Written exercise. Print the listing below word for word, from its first line up to and including the line with "column 441, row 376". Leave the pictures out.

Supplied material.
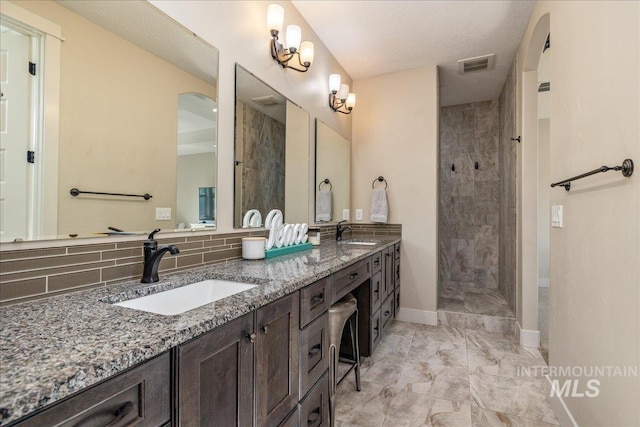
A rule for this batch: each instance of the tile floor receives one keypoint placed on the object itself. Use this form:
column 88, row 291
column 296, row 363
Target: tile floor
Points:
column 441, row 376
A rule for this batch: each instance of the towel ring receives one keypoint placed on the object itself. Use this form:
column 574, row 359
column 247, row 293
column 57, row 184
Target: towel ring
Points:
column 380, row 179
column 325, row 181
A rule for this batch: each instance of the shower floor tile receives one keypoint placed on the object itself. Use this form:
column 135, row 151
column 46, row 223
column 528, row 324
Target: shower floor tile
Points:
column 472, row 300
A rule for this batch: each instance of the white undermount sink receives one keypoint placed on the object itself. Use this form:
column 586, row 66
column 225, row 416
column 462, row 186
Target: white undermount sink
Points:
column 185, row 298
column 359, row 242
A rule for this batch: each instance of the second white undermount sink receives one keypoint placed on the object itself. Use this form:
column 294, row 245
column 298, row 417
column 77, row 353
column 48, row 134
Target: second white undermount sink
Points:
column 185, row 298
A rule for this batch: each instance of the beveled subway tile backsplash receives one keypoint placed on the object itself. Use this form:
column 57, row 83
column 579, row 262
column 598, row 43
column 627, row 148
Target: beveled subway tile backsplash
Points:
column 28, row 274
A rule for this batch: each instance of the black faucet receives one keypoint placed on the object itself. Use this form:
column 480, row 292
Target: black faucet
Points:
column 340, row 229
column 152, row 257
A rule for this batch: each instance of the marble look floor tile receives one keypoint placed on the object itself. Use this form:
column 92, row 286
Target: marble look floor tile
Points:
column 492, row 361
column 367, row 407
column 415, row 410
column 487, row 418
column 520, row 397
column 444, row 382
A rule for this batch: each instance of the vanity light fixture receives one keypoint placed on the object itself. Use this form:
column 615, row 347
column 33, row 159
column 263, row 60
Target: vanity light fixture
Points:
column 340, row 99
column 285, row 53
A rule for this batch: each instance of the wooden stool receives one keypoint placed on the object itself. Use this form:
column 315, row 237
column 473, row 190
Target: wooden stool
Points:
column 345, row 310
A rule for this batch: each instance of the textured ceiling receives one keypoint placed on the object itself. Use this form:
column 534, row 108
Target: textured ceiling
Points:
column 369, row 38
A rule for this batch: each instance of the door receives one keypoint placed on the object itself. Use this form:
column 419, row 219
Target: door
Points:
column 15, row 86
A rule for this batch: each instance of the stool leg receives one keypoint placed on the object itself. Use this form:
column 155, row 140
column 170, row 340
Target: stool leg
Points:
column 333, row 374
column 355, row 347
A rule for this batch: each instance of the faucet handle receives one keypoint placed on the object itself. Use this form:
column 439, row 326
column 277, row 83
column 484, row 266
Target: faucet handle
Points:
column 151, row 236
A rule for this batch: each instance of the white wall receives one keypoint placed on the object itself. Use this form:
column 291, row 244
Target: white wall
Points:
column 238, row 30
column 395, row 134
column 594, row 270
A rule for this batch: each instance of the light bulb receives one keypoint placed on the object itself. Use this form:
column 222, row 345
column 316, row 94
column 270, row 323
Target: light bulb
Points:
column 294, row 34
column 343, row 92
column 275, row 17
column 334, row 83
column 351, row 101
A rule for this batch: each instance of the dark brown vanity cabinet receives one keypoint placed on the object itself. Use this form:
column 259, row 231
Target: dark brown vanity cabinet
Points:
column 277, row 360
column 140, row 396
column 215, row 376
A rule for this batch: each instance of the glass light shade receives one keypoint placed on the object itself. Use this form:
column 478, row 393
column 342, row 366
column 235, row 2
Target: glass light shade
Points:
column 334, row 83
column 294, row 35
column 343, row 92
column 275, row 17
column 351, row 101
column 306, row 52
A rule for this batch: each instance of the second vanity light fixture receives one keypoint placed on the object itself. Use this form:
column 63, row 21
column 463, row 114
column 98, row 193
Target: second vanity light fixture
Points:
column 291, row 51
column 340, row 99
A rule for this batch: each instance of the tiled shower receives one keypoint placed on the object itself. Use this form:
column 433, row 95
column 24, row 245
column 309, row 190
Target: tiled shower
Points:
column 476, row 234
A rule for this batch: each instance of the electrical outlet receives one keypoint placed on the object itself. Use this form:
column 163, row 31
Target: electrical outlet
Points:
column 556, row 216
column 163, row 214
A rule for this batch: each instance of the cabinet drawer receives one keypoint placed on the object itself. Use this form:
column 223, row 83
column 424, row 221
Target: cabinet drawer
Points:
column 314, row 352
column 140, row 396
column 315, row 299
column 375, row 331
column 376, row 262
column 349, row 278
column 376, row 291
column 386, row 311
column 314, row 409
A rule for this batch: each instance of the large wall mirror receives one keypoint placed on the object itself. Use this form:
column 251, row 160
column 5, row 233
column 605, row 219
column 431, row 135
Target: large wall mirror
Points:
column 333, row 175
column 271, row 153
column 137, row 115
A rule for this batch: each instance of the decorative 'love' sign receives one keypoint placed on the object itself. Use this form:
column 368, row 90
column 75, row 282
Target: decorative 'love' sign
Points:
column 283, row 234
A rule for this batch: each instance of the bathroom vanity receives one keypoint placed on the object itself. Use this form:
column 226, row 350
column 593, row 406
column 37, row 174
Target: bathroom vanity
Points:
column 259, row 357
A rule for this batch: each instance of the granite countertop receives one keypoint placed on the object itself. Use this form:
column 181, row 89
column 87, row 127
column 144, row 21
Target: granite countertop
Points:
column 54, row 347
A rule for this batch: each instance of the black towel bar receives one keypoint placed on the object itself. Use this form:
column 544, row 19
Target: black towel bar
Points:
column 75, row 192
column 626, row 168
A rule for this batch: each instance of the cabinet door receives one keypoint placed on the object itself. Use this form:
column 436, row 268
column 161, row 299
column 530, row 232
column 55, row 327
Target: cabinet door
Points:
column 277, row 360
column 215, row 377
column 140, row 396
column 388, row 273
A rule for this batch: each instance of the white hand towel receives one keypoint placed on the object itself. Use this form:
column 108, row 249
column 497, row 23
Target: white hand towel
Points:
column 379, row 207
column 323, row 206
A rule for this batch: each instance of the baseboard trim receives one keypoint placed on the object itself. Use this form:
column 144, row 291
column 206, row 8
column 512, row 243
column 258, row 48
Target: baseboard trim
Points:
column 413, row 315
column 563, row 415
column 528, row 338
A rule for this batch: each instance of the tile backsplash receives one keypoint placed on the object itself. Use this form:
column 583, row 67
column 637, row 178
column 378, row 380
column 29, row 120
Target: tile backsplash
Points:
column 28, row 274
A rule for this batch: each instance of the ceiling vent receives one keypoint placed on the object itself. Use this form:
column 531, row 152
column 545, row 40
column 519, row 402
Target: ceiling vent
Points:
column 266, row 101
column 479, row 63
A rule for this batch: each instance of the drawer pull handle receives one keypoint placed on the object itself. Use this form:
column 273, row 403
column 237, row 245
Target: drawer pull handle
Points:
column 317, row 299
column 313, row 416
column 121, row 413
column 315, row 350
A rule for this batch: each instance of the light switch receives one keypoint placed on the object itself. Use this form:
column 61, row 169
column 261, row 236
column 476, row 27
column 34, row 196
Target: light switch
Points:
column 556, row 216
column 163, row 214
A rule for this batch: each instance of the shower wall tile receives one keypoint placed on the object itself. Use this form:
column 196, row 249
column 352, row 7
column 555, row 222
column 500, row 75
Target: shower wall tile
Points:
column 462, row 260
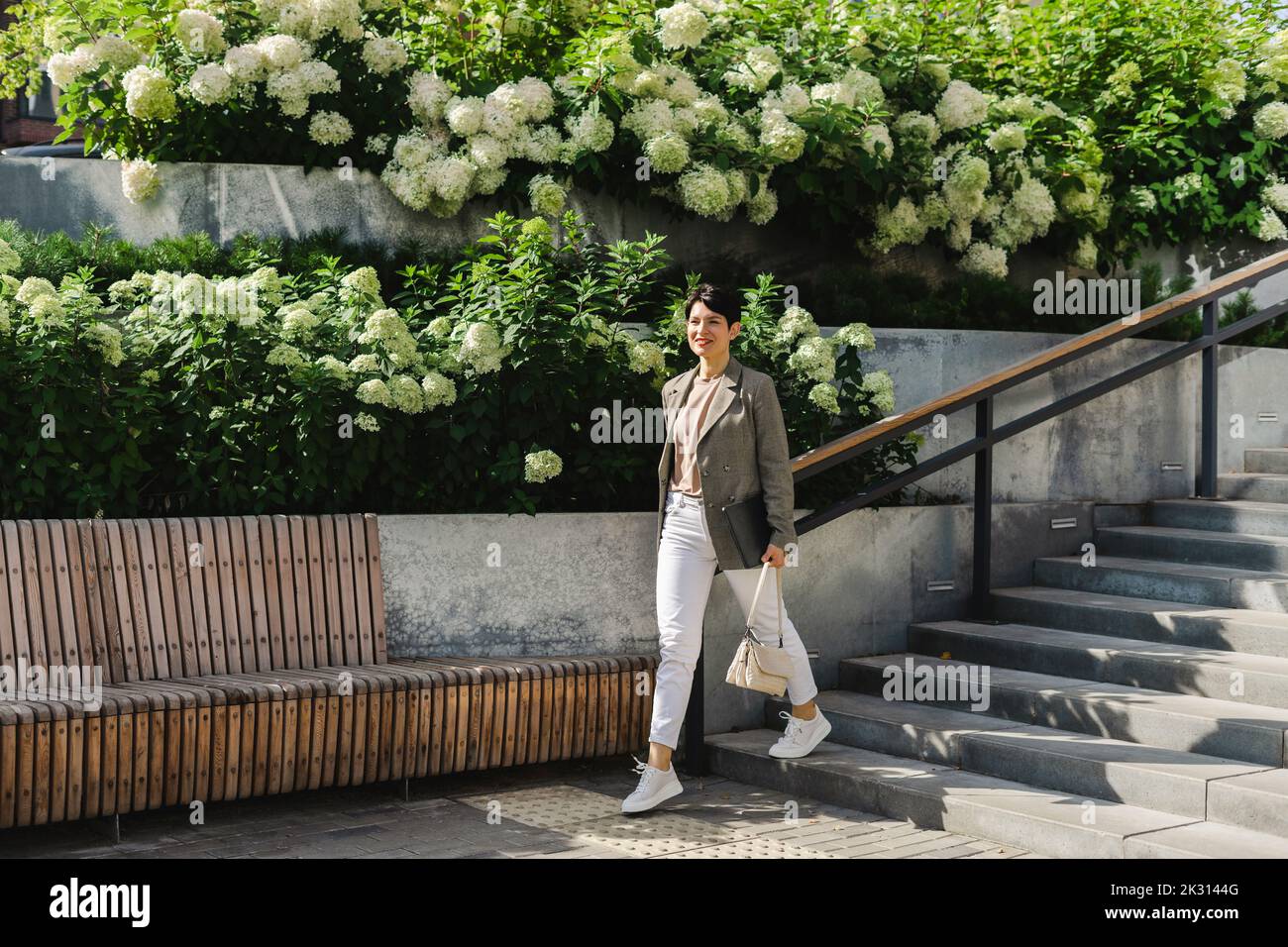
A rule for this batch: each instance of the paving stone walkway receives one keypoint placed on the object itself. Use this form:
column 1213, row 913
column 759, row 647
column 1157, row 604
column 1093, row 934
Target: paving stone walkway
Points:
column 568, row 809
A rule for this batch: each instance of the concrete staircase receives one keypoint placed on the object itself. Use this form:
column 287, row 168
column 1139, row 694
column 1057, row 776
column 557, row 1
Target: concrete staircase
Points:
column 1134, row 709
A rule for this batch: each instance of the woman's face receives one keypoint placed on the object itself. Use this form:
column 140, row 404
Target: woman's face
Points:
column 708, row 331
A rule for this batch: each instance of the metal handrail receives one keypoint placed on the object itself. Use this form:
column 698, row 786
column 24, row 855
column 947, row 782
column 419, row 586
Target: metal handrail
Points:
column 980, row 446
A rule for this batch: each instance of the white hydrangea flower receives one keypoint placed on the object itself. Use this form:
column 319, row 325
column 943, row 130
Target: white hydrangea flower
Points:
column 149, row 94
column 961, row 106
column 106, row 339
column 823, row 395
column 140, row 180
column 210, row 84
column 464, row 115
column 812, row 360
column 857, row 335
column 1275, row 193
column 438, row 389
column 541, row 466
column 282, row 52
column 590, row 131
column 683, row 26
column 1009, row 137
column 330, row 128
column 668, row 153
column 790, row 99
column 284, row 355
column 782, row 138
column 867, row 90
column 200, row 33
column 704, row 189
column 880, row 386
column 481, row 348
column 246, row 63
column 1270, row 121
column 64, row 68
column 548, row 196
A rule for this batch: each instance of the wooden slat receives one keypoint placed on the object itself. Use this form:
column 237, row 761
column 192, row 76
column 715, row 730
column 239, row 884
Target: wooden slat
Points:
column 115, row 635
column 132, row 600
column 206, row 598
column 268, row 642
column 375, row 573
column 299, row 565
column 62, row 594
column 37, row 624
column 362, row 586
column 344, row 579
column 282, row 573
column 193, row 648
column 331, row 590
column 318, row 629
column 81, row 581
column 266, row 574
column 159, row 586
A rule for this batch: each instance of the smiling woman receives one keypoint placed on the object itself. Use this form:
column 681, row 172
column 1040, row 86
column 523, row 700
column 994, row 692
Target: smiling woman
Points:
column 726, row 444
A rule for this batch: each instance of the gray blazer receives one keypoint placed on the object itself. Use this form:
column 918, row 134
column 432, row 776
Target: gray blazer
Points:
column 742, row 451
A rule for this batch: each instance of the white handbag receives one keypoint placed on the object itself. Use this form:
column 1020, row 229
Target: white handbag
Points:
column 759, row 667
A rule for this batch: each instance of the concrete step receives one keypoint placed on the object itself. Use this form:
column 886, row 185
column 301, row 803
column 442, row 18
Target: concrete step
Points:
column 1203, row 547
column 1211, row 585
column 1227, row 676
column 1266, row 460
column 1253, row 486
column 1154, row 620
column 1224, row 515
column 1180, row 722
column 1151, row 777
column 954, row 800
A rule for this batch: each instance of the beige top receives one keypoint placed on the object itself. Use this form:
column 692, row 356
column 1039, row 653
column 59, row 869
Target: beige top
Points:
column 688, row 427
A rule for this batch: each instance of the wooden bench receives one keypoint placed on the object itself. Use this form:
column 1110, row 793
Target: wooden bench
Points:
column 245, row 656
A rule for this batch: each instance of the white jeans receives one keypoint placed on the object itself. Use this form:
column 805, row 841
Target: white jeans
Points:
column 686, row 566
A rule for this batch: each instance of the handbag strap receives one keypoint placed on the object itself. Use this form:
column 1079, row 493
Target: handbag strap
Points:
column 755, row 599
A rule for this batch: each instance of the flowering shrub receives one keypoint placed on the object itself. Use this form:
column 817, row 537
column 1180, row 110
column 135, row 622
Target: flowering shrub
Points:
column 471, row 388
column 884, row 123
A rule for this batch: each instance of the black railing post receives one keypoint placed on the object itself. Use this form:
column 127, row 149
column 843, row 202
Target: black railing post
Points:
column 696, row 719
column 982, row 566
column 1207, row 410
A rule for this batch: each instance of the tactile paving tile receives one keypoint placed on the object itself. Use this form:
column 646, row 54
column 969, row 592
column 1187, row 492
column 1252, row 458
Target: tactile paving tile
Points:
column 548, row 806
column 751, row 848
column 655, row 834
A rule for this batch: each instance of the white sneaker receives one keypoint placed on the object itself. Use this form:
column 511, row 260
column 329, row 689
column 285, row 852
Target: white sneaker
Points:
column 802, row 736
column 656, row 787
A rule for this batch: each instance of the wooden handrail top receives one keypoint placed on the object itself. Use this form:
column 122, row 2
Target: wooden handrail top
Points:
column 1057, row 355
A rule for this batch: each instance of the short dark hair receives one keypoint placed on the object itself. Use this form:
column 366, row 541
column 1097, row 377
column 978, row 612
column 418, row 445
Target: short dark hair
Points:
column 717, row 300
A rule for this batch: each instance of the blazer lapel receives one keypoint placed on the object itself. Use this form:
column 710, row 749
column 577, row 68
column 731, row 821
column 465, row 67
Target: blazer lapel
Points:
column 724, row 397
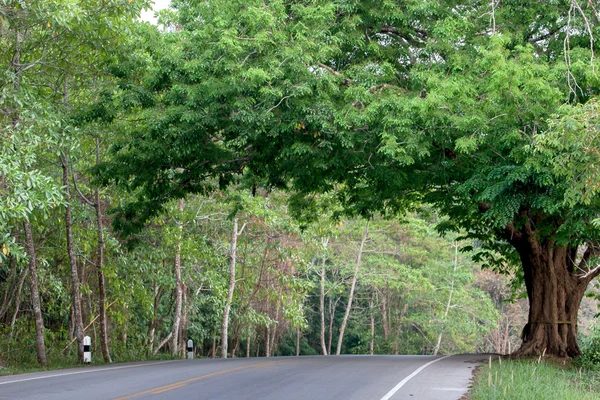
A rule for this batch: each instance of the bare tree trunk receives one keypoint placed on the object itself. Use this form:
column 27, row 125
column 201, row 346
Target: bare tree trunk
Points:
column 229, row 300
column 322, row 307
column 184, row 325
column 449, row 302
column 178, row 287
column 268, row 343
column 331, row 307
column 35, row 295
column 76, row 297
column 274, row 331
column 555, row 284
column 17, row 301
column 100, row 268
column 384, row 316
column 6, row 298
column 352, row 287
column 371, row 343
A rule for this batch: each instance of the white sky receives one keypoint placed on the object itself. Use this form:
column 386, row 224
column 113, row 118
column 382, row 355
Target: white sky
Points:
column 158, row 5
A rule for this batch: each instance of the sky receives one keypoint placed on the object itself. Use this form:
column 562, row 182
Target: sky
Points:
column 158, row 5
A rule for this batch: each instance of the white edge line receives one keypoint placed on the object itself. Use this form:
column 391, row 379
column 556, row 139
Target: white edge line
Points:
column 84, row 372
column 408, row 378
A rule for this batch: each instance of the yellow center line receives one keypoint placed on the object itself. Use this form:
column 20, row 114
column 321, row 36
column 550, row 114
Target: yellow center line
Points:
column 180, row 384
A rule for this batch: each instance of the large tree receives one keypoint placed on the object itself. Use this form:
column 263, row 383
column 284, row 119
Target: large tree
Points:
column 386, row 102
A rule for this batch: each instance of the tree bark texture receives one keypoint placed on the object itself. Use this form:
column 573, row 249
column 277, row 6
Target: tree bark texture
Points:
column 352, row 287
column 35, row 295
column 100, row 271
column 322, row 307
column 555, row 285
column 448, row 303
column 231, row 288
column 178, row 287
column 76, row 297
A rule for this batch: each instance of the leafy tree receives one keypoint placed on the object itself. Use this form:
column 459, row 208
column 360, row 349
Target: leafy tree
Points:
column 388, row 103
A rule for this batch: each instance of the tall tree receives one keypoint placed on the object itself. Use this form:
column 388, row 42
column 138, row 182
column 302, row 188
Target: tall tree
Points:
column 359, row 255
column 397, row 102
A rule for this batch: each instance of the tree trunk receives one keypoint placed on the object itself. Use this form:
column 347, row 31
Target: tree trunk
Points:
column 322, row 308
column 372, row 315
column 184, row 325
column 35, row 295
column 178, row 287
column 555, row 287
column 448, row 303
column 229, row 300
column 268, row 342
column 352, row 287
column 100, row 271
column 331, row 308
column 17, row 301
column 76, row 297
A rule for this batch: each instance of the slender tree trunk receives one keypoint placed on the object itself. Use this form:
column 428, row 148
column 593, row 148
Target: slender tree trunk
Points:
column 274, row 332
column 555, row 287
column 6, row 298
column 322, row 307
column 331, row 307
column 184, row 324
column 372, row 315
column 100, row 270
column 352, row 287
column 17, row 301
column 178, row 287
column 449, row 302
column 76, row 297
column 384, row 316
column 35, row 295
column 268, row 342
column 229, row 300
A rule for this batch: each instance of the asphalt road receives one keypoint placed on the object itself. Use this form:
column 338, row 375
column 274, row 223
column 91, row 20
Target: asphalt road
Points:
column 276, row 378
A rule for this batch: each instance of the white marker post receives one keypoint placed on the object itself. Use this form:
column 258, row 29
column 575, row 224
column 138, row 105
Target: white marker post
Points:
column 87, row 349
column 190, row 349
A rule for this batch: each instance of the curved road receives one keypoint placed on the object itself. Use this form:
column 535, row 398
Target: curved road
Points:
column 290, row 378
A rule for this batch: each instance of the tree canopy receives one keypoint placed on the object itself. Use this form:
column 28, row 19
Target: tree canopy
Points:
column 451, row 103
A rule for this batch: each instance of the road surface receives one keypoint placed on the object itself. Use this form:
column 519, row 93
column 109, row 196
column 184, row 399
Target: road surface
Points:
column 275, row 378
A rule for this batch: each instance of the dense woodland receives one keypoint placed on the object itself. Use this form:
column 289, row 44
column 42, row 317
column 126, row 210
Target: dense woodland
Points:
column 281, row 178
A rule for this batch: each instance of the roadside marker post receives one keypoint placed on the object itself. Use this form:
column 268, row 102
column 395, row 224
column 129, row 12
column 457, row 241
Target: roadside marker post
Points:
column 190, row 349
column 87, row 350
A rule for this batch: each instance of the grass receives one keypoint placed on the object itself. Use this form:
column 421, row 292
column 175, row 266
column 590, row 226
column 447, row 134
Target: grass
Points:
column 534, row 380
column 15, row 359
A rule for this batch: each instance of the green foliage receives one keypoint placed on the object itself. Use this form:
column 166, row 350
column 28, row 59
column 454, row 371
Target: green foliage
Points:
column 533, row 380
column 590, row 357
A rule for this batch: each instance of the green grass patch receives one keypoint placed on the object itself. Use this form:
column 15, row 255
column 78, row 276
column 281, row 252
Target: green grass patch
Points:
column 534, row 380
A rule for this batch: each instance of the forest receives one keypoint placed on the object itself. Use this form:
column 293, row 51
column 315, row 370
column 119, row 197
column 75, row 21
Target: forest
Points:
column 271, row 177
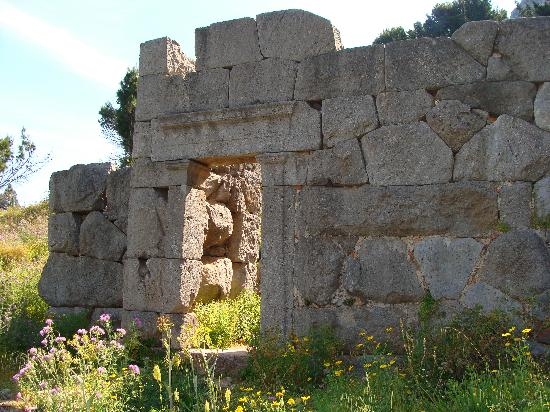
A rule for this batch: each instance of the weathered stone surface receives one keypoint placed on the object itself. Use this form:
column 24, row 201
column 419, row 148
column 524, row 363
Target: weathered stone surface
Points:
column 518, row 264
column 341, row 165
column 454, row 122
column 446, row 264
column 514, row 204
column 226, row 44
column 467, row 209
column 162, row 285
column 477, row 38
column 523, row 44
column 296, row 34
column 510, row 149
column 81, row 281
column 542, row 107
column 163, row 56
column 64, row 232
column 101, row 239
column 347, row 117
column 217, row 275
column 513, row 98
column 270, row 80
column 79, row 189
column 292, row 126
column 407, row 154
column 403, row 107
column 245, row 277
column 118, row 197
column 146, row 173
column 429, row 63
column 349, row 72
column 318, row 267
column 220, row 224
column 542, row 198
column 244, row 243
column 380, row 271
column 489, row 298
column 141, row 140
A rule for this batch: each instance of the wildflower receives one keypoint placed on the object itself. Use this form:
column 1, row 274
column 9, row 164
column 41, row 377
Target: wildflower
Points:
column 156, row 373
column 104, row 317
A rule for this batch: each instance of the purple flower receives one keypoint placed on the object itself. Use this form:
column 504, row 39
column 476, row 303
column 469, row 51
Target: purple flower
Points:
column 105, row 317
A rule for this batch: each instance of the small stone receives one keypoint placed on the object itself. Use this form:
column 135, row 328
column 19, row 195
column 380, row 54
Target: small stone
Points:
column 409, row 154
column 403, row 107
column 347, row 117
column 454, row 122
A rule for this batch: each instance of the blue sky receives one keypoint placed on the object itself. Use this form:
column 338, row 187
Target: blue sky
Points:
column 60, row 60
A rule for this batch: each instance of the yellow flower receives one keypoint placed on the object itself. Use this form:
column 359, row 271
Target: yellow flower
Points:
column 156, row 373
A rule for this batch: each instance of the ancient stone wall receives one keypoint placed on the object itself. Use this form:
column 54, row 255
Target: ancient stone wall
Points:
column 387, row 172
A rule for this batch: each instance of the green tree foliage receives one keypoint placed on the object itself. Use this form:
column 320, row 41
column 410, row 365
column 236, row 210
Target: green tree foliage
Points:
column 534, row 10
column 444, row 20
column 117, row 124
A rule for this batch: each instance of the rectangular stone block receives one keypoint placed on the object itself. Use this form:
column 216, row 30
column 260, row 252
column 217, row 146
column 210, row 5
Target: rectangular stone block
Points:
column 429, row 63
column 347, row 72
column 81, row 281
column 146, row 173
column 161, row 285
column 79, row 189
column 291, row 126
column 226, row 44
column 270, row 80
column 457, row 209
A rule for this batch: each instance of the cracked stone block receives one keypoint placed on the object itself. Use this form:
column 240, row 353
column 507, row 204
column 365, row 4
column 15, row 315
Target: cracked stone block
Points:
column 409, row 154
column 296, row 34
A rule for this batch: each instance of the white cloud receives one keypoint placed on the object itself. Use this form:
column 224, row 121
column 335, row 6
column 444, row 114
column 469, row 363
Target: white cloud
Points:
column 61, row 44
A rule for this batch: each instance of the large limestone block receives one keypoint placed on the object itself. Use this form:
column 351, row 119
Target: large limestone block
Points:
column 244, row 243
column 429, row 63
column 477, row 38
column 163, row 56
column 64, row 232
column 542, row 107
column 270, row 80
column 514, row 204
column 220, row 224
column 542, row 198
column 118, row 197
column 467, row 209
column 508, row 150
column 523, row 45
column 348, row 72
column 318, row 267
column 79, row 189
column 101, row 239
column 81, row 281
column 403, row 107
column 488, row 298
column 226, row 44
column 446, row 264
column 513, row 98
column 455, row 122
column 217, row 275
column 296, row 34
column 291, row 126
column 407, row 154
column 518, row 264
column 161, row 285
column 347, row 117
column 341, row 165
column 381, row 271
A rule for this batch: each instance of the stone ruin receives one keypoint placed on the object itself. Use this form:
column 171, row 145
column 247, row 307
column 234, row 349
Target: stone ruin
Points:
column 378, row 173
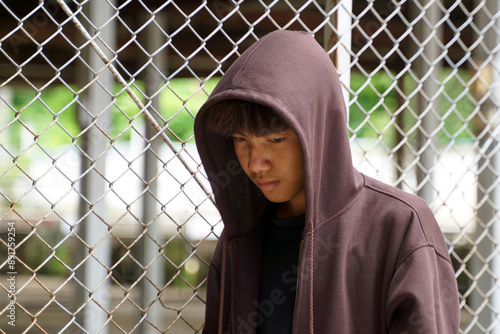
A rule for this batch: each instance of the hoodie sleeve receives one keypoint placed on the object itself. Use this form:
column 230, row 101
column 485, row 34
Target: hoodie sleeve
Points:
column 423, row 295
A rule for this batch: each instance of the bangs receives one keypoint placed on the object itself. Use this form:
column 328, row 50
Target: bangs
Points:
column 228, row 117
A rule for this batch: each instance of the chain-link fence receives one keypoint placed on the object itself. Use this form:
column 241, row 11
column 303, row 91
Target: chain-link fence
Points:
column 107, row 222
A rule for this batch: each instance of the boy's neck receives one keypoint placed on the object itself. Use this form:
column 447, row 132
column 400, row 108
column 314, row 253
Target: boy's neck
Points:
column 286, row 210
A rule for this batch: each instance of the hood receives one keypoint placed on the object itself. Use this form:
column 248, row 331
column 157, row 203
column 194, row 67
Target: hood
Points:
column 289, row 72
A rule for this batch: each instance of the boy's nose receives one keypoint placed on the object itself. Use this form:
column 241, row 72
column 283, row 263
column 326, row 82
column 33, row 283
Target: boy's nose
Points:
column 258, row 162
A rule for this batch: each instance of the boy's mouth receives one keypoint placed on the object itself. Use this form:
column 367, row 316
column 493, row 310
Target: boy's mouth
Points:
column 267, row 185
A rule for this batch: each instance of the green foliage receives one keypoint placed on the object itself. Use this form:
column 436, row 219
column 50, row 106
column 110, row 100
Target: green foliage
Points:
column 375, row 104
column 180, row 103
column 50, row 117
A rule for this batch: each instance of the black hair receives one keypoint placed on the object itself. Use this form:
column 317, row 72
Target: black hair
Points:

Full answer.
A rule for this batch: each instance of the tile floor receives one keypoint placed on the object itself. Use this form:
column 88, row 291
column 296, row 363
Target: tile floor
Points:
column 441, row 376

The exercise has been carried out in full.